▸ Data entries
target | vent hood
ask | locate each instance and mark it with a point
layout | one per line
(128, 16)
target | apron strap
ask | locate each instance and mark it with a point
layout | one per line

▸ Work to do
Starting at the line that contains "target | apron strap" and ending at the last line of the material, format those lines as a JSON list of strings, one string per line, with blank lines left out.

▸ Output of the exercise
[
  "target | apron strap",
  "ask | locate each instance and mark it with a point",
  "layout | one per line"
]